*INSTRUCCIÓN A*.
Localiza y copia cada línea de las filas que contenga la cadena "Please", teniendo en cuenta mayúsculas y minúsculas.
***** FRAGMENTO
La historia de un álamo

Cuando yo tenía unos ocho años y mi hermano mayor, unos doce años (nos llevamos cuatro años y medio) plantamos un álamo en la vereda frente a nuestra casa en el Condominio Los Reyes, en Cotocollao.

Mi papá tenía una idea: hacernos plantar árboles nos haría personas más conscientes del valor de la naturaleza. Su mamá había crecido amando la naturaleza, puesto que su padre era agricultor, en el convulso tiempo de disolución de las haciendas serranas. Nuestra abuela dedicó muchos de sus poemas, a la observación de la geografía de Imbabura, en la que se encontraba la hacienda de su padre, llamada La Florida.

Supongo que el amor por las plantas; que valorar el ambiente rural, es algo que entró en un durísimo enfrentamiento con el Quito modernizándose que vivió mi papá. Agentes de modernidad como Sixto, repletaron la ciudad de obras de infraestructura que imitaban las postales de desarrollo provenientes de Estados Unidos, sin que los quiteños entendamos realmente la razón por la cual, en la primera potencia, se elevaban esos pasos a desnivel tan destructores de la lógica geográfica, en pro del desplazamiento de los motorizados.

Cuando fuimos a la charla de orientación para la beca del posgrado, en una universidad de Miami, la expositora nos contó que para Estados Unidos fue tan importante construir esas autopistas, por motivos militares. La segunda guerra, fue la de los camiones, que con su avance mordaz, permitieron a los Nazis invadir Europa como un trueno. Como mecanismo de defensa, los estadounidenses, necesitaban una red de caminos que en caso de ser invadidos les pemitieran trasladar el armamento rápidamente, de costa a costa.

Lo de Sixto y otros modernizadores de la capital era menos militar, era más ideológico. Si nos llegábamos a parecernos a los estadounidenses, quizá hubiéramos podido ser como ellos: prósperos e industriales, en lugar de agricultores y coloniales, como veníamos siendo, en la sierra, desde la conquista, tan brutal y trágica.
**********
***** FILAS POR PROCESAR
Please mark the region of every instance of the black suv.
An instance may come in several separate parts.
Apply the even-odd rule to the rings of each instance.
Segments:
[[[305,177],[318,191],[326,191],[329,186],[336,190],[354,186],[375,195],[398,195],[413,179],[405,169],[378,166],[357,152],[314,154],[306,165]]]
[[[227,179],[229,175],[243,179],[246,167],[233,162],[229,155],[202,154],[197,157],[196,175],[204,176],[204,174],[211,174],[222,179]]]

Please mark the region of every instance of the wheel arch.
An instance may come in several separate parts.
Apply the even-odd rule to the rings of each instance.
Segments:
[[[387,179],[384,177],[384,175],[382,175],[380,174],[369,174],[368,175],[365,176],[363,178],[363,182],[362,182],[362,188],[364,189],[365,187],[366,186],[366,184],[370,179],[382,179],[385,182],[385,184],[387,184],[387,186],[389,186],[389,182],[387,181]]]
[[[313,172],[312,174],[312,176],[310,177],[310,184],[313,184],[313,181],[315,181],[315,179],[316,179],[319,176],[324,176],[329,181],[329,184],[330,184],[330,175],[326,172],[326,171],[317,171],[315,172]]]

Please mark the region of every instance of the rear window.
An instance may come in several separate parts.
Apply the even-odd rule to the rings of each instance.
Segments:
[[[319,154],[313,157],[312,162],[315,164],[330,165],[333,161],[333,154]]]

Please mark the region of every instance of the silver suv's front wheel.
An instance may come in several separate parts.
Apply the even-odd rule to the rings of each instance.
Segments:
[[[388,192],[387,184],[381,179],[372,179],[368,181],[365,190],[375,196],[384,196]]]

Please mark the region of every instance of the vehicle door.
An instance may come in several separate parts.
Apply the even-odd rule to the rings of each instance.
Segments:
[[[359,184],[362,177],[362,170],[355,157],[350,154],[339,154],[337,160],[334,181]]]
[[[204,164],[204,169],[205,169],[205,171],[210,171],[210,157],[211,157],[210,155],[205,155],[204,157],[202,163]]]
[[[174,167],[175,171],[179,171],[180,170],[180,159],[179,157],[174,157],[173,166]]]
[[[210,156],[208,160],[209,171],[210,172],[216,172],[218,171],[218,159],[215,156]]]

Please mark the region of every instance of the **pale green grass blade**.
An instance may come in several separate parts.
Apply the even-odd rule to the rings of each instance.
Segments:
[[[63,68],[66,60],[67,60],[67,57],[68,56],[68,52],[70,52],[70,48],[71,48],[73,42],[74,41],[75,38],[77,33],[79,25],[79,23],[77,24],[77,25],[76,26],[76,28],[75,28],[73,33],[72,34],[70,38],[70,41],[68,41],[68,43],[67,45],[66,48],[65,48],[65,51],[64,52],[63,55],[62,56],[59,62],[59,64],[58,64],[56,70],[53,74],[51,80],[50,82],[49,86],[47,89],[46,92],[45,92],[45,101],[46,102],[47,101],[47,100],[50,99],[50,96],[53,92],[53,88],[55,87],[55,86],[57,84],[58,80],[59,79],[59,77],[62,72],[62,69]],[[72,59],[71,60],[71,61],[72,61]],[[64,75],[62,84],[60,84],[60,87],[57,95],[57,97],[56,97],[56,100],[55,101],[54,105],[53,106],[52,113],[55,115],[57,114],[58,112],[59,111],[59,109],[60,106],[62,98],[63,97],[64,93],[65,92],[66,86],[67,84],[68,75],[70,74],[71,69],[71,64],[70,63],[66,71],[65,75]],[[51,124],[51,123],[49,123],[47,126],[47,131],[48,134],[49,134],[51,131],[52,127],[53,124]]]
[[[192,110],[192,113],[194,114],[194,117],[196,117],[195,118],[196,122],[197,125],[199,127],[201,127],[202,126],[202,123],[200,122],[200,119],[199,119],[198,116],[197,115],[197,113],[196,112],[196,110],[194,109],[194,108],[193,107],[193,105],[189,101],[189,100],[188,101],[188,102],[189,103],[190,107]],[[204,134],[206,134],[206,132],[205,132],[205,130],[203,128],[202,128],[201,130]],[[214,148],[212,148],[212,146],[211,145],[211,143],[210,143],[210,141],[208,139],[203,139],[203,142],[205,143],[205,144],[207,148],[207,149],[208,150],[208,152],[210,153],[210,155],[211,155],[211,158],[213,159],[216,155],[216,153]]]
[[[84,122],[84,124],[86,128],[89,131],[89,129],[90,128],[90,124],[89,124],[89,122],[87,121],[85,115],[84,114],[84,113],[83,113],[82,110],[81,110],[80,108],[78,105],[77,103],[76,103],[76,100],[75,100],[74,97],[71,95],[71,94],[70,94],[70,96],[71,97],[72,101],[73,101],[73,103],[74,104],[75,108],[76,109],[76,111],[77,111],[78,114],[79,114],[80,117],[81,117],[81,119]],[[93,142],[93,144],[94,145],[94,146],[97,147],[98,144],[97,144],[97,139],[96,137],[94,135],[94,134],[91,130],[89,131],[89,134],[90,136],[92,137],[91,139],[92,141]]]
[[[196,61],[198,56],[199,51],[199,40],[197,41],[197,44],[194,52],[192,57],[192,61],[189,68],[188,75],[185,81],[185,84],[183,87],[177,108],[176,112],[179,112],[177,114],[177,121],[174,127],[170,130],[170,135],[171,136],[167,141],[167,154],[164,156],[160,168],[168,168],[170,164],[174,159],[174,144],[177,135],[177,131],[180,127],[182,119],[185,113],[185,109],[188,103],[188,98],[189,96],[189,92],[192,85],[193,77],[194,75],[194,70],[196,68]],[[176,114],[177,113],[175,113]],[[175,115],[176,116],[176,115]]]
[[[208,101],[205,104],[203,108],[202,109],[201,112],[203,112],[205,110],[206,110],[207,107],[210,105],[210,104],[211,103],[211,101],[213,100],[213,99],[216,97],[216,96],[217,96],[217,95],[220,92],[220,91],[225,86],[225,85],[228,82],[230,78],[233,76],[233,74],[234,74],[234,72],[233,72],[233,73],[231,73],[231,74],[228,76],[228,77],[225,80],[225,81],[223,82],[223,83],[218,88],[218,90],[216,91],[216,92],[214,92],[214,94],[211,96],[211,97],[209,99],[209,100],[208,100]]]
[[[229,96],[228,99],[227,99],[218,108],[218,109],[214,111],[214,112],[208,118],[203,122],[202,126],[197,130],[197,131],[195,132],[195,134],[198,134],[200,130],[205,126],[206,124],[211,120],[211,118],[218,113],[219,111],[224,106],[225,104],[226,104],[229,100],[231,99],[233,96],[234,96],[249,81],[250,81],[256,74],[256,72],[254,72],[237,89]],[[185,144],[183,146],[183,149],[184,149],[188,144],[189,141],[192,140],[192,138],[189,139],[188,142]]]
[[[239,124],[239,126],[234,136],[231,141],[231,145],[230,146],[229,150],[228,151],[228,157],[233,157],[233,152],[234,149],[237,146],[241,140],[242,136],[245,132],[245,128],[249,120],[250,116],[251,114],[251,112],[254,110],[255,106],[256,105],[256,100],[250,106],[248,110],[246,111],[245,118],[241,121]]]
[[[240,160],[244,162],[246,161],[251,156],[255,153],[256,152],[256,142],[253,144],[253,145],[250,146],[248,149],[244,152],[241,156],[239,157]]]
**********
*INSTRUCCIÓN B*.
Responde estas preguntas sobre el relato del álamo:
(i) ¿Cuánta diferencia de edad hay entre el narrador y su hermano mayor?
(ii) ¿Cómo se llamaba la hacienda del padre de la abuela?
(iii) ¿En qué ciudad estaba la universidad de la charla de orientación para la beca?

*RESULTADO FINAL A*.
Please mark the region of every instance of the black suv.
Please mark the region of every instance of the wheel arch.
Please mark the region of every instance of the rear window.
Please mark the region of every instance of the silver suv's front wheel.
Please mark the region of every instance of the vehicle door.
Please mark the region of every instance of the **pale green grass blade**.

*RESULTADO FINAL B*.
(i) Cuatro años y medio.
(ii) La Florida.
(iii) En Miami.